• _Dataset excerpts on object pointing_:
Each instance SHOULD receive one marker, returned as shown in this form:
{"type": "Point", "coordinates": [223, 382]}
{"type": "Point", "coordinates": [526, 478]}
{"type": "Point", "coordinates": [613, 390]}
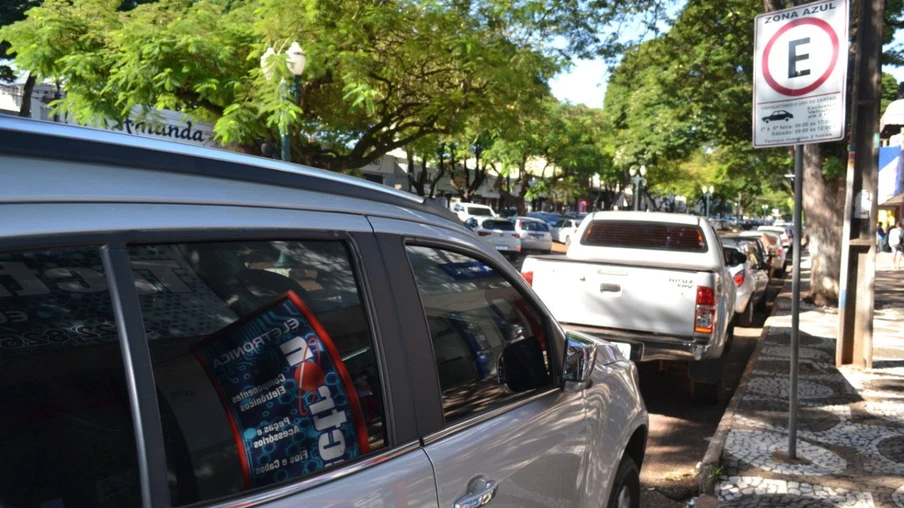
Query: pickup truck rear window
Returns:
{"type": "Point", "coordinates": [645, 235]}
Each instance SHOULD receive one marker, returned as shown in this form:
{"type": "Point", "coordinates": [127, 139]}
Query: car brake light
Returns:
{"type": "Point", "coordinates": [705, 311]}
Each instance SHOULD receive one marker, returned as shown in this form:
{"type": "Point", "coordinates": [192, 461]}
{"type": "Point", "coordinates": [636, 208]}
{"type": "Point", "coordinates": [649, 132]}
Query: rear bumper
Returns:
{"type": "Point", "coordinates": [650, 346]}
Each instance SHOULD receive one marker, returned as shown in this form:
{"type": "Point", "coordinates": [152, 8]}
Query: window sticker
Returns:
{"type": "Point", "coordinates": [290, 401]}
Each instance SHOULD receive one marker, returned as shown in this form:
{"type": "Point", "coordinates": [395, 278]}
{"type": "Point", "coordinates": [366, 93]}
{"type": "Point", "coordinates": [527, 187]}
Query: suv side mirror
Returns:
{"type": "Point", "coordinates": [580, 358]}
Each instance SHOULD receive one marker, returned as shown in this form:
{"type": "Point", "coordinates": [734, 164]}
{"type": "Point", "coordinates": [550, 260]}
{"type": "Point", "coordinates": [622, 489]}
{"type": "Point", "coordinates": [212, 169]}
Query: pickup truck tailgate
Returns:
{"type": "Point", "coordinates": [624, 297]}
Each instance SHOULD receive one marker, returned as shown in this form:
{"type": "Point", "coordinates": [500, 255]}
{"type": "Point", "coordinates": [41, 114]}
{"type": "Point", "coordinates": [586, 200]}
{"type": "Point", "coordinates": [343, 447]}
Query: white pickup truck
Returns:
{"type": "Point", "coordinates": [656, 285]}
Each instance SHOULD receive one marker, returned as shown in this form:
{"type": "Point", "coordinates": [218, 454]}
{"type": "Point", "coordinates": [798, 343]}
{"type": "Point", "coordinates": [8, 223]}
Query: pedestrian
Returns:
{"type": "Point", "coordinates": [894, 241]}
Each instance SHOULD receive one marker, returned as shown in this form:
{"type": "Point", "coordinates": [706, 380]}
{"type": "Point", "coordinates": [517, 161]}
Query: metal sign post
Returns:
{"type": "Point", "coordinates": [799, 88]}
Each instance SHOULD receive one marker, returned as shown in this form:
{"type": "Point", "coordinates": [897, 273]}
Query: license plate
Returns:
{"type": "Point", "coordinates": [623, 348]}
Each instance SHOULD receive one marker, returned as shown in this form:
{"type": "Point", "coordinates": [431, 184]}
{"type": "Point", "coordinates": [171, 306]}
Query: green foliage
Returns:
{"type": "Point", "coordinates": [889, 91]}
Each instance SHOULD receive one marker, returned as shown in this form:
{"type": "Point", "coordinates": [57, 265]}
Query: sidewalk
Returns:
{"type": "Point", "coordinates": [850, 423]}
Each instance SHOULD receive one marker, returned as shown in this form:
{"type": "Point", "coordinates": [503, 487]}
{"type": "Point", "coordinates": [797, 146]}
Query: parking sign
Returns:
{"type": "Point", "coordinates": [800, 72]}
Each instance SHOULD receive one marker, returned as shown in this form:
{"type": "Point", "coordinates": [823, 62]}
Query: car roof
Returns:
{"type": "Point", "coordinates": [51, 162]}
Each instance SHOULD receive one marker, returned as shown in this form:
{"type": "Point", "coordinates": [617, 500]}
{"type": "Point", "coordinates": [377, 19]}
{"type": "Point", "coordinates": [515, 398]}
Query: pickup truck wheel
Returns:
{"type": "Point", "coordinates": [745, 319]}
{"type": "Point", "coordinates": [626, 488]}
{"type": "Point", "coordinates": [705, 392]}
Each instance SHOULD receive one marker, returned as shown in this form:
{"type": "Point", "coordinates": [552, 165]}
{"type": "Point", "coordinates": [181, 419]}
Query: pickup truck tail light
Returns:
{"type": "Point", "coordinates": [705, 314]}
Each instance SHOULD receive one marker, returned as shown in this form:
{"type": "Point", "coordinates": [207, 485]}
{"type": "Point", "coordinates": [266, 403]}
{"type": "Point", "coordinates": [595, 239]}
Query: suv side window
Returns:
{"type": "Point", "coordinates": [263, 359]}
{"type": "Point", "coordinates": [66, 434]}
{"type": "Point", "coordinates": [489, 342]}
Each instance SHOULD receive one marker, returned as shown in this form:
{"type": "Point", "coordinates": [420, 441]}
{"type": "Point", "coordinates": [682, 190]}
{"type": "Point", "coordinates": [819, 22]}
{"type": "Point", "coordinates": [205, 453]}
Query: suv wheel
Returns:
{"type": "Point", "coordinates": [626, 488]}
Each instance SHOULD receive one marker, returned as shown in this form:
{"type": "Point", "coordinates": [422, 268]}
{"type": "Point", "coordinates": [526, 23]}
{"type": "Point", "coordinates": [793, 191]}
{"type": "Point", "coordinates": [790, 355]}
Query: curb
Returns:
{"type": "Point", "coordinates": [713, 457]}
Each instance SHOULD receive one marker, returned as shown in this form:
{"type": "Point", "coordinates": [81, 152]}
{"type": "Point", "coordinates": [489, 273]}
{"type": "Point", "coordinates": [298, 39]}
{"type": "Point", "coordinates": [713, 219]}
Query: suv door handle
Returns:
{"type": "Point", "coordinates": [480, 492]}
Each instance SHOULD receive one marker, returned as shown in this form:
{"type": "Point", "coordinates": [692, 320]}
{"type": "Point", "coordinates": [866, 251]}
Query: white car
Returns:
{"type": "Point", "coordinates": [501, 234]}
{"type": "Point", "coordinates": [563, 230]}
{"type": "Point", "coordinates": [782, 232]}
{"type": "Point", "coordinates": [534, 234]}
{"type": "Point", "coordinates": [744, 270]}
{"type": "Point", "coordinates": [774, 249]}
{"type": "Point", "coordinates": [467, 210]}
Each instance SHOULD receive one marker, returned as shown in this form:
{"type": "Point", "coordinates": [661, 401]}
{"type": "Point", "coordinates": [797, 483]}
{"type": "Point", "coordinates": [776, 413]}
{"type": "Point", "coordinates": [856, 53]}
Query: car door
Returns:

• _THE PROBLEM_: Reproduce the material word for word. Any pictures should be left out of the copy.

• _FULL RESPONSE_:
Each instance SHOULD receive one marker, returned as shown in this form:
{"type": "Point", "coordinates": [223, 382]}
{"type": "Point", "coordinates": [526, 478]}
{"type": "Point", "coordinates": [613, 390]}
Query: pickup truck rear window
Returns:
{"type": "Point", "coordinates": [645, 235]}
Each instance SHOULD receive one marker, returned as shown in this form:
{"type": "Point", "coordinates": [127, 139]}
Query: car brake light
Returns:
{"type": "Point", "coordinates": [705, 311]}
Each instance SHOULD receive one marker, returned as shown in this form:
{"type": "Point", "coordinates": [192, 461]}
{"type": "Point", "coordinates": [636, 208]}
{"type": "Point", "coordinates": [649, 132]}
Query: rear bumper
Returns:
{"type": "Point", "coordinates": [650, 346]}
Each instance SHOULD receive one marker, returned as shown in this form:
{"type": "Point", "coordinates": [152, 8]}
Query: window sticker
Returns:
{"type": "Point", "coordinates": [290, 401]}
Each instance SHOULD receive one marker, returned as shown in this form:
{"type": "Point", "coordinates": [395, 278]}
{"type": "Point", "coordinates": [366, 93]}
{"type": "Point", "coordinates": [527, 187]}
Query: suv side mirror
Returns:
{"type": "Point", "coordinates": [580, 358]}
Each instance SHOULD receive one marker, returned as shown in this form:
{"type": "Point", "coordinates": [734, 164]}
{"type": "Point", "coordinates": [550, 260]}
{"type": "Point", "coordinates": [622, 489]}
{"type": "Point", "coordinates": [212, 169]}
Query: pickup truck tailgate
Returns:
{"type": "Point", "coordinates": [624, 297]}
Each instance SHOULD receive one marker, returned as shown in this form:
{"type": "Point", "coordinates": [500, 255]}
{"type": "Point", "coordinates": [41, 114]}
{"type": "Point", "coordinates": [586, 200]}
{"type": "Point", "coordinates": [343, 447]}
Query: white pickup truck
Returns:
{"type": "Point", "coordinates": [656, 285]}
Each instance SHOULD receive one marker, returned as shown in this form:
{"type": "Point", "coordinates": [218, 454]}
{"type": "Point", "coordinates": [798, 343]}
{"type": "Point", "coordinates": [8, 223]}
Query: pedestrian
Returns:
{"type": "Point", "coordinates": [894, 241]}
Each instance SHOULD receive one marker, returned as shown in this form:
{"type": "Point", "coordinates": [706, 380]}
{"type": "Point", "coordinates": [517, 161]}
Query: metal sign post
Returns:
{"type": "Point", "coordinates": [799, 88]}
Each instance SHOULD receive one marker, returned as shown in this form:
{"type": "Point", "coordinates": [897, 273]}
Query: license plate
Returns:
{"type": "Point", "coordinates": [623, 348]}
Each instance SHOULD receive one marker, returned as shown in this form:
{"type": "Point", "coordinates": [431, 184]}
{"type": "Point", "coordinates": [171, 306]}
Query: green foliage
Returns:
{"type": "Point", "coordinates": [889, 91]}
Each instance SHOULD receive one marker, returned as shown in this form:
{"type": "Point", "coordinates": [57, 265]}
Query: sidewalk
Returns:
{"type": "Point", "coordinates": [850, 423]}
Each instance SHOULD receive one marker, returned as shown in this form:
{"type": "Point", "coordinates": [503, 487]}
{"type": "Point", "coordinates": [797, 146]}
Query: parking sign
Returns:
{"type": "Point", "coordinates": [800, 72]}
Each instance SHOULD receive one marker, returned as shown in this form:
{"type": "Point", "coordinates": [823, 62]}
Query: car roof
Returns:
{"type": "Point", "coordinates": [51, 162]}
Each instance SHOULD receive one marker, returned as shown in this form:
{"type": "Point", "coordinates": [617, 500]}
{"type": "Point", "coordinates": [377, 19]}
{"type": "Point", "coordinates": [515, 398]}
Query: pickup truck wheel
Returns:
{"type": "Point", "coordinates": [745, 319]}
{"type": "Point", "coordinates": [626, 488]}
{"type": "Point", "coordinates": [705, 392]}
Each instance SHOULD receive one marker, returned as shown in this form:
{"type": "Point", "coordinates": [552, 165]}
{"type": "Point", "coordinates": [181, 419]}
Query: pickup truck tail light
Returns:
{"type": "Point", "coordinates": [705, 314]}
Each instance SHOULD receive one marker, returned as shown in this form:
{"type": "Point", "coordinates": [207, 485]}
{"type": "Point", "coordinates": [266, 403]}
{"type": "Point", "coordinates": [595, 239]}
Query: suv side window
Returns:
{"type": "Point", "coordinates": [263, 359]}
{"type": "Point", "coordinates": [66, 434]}
{"type": "Point", "coordinates": [489, 342]}
Each instance SHOULD receive one marker, returned as shown in this form:
{"type": "Point", "coordinates": [420, 441]}
{"type": "Point", "coordinates": [682, 190]}
{"type": "Point", "coordinates": [819, 22]}
{"type": "Point", "coordinates": [205, 453]}
Query: suv wheel
Returns:
{"type": "Point", "coordinates": [626, 488]}
Each instance SHOULD receive one marker, returned as shown in this form:
{"type": "Point", "coordinates": [422, 268]}
{"type": "Point", "coordinates": [526, 23]}
{"type": "Point", "coordinates": [793, 191]}
{"type": "Point", "coordinates": [790, 355]}
Query: curb
Returns:
{"type": "Point", "coordinates": [713, 457]}
Each instance SHOULD receive one marker, returned as shown in this form:
{"type": "Point", "coordinates": [81, 152]}
{"type": "Point", "coordinates": [489, 273]}
{"type": "Point", "coordinates": [298, 39]}
{"type": "Point", "coordinates": [713, 219]}
Query: suv door handle
Returns:
{"type": "Point", "coordinates": [480, 492]}
Each instance SHOULD receive one marker, returned as shown in this form:
{"type": "Point", "coordinates": [692, 320]}
{"type": "Point", "coordinates": [866, 251]}
Query: white car
Returns:
{"type": "Point", "coordinates": [501, 234]}
{"type": "Point", "coordinates": [563, 230]}
{"type": "Point", "coordinates": [782, 232]}
{"type": "Point", "coordinates": [534, 234]}
{"type": "Point", "coordinates": [744, 270]}
{"type": "Point", "coordinates": [774, 249]}
{"type": "Point", "coordinates": [467, 210]}
Each instance SHOULD receive one marker, returned as shown in this form:
{"type": "Point", "coordinates": [661, 401]}
{"type": "Point", "coordinates": [797, 483]}
{"type": "Point", "coordinates": [776, 413]}
{"type": "Point", "coordinates": [856, 53]}
Query: car door
Returns:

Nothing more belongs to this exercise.